[Exercise text]:
━━━━━━━━

I'm still angry at my father -- what happened in my childhood?

I have certain hazy memories that give me the creeps, but I really don't know the truth.

Published November 1, 2005 10:00AM (EST)

Dear Cary,

I'll try to make this short. I'm a 27-year-old man. I've blown every good relationship I have ever been in. Sometimes I wonder if my inability to commit comes from my father, who was married three times and is an extremely self-centered person. I idolized him at a young age, but I can say my hatred for him has been growing at least since I turned 13. I should be over it by now. But my father is incredibly needy and lonely and sad; my brother has distanced himself and gotten married, and I'm increasingly left with the burden of this incoherent, drunk and stoned child who can't even pay his own bills.

At the same time, since I was 14, I've had this suspicion in the back of my mind that he sexually abused me. I never talked about this fear to anyone, and I've always thought that this was something I probably invented or a convenient excuse to be annoyed when he tried to hug me. I always figured I'm just a cold person who doesn't like being touched (though it doesn't bother me when my mom hugs me.) I just figured I hated him so much for so many reasons, that that was why it bothered me for him to hug me. But I can't get rid of this idea. I took showers with him until I was 8 or 9 years old. Is that weird? But I remember my mom walking in and out of the bathroom. So nothing could have been happening, right? I don't know why I think this.

━━━━━━━━

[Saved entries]
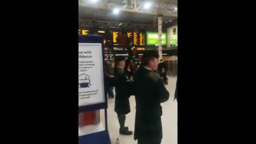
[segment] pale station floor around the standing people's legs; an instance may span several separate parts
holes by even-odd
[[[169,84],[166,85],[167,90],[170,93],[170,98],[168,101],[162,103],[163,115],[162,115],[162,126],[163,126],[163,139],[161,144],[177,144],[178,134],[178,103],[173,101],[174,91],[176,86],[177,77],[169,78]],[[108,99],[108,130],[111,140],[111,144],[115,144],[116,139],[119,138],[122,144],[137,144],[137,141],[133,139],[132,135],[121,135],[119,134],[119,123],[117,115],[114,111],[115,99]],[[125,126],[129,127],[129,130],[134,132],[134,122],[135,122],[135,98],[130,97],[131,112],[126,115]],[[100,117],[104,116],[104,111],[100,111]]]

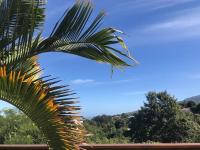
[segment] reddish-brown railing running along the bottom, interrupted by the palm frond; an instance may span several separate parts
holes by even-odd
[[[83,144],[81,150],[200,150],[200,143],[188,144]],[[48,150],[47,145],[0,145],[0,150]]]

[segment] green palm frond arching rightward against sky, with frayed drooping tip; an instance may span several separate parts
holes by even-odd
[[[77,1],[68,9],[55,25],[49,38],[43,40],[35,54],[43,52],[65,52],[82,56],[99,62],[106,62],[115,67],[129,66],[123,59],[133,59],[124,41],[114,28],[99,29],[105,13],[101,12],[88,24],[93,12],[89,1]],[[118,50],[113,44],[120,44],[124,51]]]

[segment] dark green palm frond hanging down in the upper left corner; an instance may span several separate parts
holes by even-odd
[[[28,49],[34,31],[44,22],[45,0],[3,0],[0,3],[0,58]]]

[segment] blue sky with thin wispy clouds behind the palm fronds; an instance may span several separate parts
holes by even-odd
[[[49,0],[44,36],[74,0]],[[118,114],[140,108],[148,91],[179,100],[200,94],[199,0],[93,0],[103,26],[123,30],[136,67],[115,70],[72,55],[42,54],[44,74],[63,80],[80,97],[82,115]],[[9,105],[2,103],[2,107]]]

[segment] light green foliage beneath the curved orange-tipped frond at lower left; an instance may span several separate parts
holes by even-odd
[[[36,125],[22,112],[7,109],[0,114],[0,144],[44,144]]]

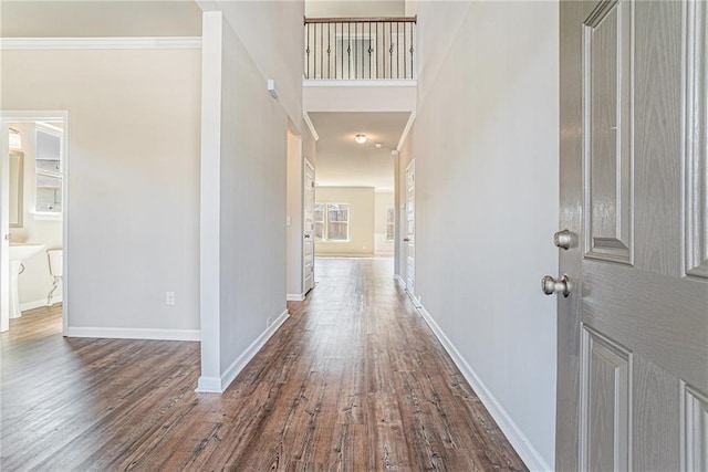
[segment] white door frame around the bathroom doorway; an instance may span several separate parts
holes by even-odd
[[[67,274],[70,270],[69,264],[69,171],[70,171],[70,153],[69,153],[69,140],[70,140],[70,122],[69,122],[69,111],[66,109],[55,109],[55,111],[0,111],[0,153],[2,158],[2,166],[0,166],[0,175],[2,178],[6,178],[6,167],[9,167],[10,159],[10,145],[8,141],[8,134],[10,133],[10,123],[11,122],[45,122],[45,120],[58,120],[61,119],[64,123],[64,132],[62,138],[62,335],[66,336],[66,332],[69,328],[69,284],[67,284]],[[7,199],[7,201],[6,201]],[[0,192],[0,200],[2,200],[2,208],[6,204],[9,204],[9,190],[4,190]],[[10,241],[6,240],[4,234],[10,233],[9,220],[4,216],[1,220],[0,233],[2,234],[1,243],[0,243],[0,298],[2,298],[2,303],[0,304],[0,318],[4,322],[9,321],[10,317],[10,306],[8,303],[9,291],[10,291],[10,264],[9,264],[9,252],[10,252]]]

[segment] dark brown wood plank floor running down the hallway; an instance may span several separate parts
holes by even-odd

━━━━━━━━

[What needs to be done]: In the advice-column letter, rewrite the passage starting with "At the same" and going on through "I think this.", swapping "suspicion" for "doubt".

[Output for this exercise]:
At the same time, since I was 14, I've had this doubt in the back of my mind that he sexually abused me. I never talked about this fear to anyone, and I've always thought that this was something I probably invented or a convenient excuse to be annoyed when he tried to hug me. I always figured I'm just a cold person who doesn't like being touched (though it doesn't bother me when my mom hugs me.) I just figured I hated him so much for so many reasons, that that was why it bothered me for him to hug me. But I can't get rid of this idea. I took showers with him until I was 8 or 9 years old. Is that weird? But I remember my mom walking in and out of the bathroom. So nothing could have been happening, right? I don't know why I think this.